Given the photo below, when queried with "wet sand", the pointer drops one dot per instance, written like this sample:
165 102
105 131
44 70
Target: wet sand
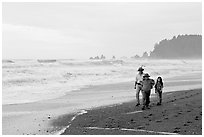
180 113
38 117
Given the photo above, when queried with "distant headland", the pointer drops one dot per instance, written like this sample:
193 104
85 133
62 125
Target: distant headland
182 46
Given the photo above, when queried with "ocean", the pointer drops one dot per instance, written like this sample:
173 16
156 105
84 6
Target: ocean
25 81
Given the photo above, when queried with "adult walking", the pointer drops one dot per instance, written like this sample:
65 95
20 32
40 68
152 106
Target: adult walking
147 85
138 85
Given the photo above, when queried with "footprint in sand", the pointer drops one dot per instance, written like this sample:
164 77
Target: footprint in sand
147 124
196 118
158 121
176 129
140 127
185 124
166 118
189 122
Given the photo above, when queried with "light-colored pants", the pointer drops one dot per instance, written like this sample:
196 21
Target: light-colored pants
159 96
146 98
138 89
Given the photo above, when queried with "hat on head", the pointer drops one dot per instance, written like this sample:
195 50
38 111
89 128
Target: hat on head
146 75
140 69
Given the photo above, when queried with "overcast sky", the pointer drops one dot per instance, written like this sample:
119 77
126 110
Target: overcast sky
81 30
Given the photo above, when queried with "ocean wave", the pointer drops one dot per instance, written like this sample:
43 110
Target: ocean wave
47 60
7 61
93 63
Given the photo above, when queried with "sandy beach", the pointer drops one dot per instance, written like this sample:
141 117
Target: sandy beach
180 113
105 106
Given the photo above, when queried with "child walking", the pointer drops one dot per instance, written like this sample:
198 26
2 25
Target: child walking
147 85
158 90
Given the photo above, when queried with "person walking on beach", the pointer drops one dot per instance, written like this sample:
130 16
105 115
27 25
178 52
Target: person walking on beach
138 86
158 90
147 85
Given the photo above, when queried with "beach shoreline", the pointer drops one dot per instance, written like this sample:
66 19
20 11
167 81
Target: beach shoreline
40 115
180 113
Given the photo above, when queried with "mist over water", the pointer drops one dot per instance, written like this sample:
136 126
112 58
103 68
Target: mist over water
34 80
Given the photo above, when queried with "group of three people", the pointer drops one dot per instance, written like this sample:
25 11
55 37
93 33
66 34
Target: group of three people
144 84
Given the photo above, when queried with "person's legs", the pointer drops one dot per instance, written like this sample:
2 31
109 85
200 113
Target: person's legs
147 98
160 97
137 95
143 99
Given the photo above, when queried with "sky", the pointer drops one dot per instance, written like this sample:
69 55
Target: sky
81 30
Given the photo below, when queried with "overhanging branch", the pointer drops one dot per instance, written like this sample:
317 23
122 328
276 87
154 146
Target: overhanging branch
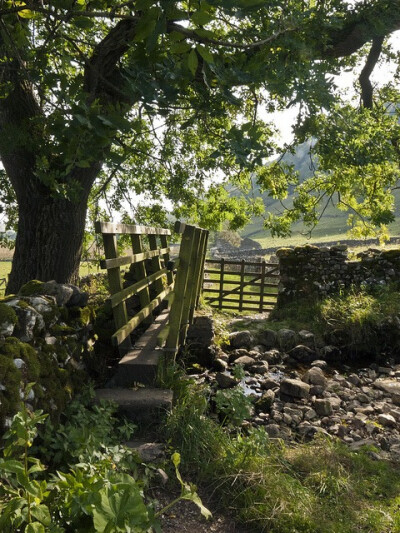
365 82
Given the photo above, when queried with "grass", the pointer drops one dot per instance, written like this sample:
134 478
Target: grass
319 487
231 283
86 267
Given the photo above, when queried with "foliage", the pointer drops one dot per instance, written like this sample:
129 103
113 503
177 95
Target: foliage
233 404
174 91
90 484
318 487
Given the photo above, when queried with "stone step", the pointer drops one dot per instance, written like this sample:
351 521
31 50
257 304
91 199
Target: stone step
140 364
142 404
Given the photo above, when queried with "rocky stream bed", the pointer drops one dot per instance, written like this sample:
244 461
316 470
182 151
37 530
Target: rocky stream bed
299 389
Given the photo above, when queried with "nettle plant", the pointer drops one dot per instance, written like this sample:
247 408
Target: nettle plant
98 487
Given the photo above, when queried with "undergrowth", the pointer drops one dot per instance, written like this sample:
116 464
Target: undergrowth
315 487
76 476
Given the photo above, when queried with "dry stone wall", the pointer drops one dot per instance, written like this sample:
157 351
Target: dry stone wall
314 272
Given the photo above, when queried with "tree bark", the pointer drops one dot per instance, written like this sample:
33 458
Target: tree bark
49 241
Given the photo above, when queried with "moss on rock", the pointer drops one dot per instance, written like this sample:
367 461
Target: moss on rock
32 287
7 314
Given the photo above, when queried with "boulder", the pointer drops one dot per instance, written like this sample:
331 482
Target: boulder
241 339
245 361
315 376
294 388
269 338
323 407
302 354
225 381
287 339
307 338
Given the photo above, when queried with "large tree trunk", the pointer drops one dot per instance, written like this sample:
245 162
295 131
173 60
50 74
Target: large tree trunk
49 241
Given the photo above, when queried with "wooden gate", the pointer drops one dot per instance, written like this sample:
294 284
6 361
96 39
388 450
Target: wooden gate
240 285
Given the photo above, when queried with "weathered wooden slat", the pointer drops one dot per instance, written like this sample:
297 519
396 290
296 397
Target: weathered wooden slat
245 293
166 256
162 336
115 283
156 263
136 288
205 235
134 258
255 309
233 273
141 273
130 229
179 227
242 284
232 262
123 332
262 286
194 281
255 284
181 281
221 283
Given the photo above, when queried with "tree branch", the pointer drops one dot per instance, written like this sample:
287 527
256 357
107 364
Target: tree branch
365 82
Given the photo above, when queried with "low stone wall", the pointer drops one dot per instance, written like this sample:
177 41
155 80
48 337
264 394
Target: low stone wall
45 335
311 271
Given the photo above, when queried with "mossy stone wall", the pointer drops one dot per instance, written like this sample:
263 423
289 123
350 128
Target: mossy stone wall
314 272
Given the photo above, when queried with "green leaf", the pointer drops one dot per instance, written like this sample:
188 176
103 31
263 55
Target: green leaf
83 22
195 498
35 527
181 47
205 53
24 13
41 513
193 62
12 466
200 18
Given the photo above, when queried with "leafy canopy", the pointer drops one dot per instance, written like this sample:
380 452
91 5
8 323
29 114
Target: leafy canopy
171 97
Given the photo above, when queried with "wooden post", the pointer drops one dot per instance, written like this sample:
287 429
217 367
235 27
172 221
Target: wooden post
262 282
180 291
194 276
156 264
140 273
204 241
221 283
164 244
242 284
115 282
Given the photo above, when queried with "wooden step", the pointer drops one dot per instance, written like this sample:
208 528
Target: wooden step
140 364
142 404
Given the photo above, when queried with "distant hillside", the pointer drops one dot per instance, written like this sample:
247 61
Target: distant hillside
333 224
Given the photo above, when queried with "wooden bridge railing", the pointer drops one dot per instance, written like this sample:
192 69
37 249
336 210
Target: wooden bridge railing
182 290
241 285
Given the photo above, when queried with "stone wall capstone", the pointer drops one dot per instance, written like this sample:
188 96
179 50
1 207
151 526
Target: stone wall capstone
314 272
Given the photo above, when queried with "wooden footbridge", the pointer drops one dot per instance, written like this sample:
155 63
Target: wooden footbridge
164 286
170 286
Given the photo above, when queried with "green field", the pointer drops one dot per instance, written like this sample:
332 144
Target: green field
85 269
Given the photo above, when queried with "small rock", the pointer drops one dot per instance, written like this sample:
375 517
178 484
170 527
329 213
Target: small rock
315 376
323 407
302 353
220 365
266 401
272 430
287 339
273 357
225 381
259 367
387 420
245 361
269 338
241 339
295 388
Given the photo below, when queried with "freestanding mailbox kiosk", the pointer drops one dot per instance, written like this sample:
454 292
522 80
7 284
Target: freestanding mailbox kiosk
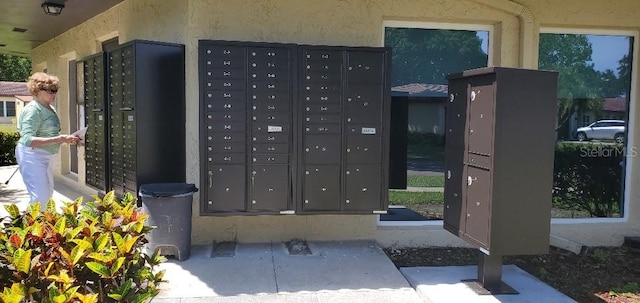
500 136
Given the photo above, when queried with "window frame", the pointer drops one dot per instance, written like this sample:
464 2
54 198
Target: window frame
630 162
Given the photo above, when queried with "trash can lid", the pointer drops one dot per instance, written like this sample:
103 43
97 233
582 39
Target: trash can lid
167 189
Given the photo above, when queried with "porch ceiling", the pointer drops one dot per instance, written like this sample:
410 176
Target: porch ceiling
28 15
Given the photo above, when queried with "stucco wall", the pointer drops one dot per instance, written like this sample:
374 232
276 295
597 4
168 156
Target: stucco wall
338 22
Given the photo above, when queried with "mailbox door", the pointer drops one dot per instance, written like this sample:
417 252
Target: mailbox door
481 108
226 188
270 188
322 149
456 115
454 191
364 104
364 144
478 206
363 188
321 188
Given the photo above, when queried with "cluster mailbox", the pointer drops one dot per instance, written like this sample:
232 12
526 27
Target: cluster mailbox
135 105
293 128
499 162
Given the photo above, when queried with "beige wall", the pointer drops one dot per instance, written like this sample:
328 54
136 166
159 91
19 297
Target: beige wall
353 23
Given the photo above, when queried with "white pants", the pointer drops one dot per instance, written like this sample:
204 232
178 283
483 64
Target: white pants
36 168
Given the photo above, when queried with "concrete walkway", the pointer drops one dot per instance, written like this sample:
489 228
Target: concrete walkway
334 272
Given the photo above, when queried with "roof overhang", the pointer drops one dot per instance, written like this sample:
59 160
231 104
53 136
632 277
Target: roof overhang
25 26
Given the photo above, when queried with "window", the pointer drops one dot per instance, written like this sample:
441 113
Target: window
11 109
594 84
423 54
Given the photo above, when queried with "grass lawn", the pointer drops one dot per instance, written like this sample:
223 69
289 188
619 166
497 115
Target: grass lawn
425 181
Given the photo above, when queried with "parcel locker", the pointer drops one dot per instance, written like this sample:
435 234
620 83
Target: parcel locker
499 159
146 115
96 153
247 124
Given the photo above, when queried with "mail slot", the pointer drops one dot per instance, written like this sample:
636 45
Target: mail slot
270 187
227 158
362 184
266 148
226 147
226 137
272 117
226 188
228 116
270 137
322 149
271 106
322 108
323 119
270 159
322 97
280 84
227 126
225 73
224 52
266 96
321 189
270 128
216 96
227 84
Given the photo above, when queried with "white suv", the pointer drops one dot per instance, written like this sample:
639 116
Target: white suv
603 130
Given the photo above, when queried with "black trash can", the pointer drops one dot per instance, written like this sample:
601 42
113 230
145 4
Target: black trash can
169 208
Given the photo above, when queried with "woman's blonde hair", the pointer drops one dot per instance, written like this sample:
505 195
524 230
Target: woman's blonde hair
42 81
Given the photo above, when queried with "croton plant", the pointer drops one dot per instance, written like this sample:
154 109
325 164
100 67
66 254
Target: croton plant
88 252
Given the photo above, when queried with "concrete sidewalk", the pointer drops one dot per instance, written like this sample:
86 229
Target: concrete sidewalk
334 272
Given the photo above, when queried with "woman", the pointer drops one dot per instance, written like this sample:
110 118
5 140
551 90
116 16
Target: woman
40 138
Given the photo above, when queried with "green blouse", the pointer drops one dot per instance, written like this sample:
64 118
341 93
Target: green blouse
36 120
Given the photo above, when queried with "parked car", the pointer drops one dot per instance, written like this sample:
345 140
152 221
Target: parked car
602 130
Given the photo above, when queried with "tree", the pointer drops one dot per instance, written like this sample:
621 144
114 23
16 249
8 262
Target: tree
579 84
429 55
14 68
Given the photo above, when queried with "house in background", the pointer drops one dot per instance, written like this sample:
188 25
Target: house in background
13 96
426 106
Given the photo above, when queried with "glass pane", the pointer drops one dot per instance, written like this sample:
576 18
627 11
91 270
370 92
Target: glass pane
422 58
593 97
11 109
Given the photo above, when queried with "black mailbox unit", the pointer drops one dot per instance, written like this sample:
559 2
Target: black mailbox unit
247 127
293 129
344 109
96 153
143 117
500 136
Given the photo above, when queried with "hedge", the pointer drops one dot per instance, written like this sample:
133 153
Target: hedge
588 177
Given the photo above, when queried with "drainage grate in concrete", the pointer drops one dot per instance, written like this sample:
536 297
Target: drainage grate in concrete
298 247
223 249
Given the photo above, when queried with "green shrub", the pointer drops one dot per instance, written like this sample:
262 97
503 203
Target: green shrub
589 177
87 253
8 141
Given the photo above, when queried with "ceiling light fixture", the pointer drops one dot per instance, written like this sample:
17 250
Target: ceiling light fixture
52 8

> _PROBLEM DETAILS_:
Across the whole listing, tally the lines that include the string "below". Reply with the number only.

> _RESULT OF THIS EXERCISE_:
3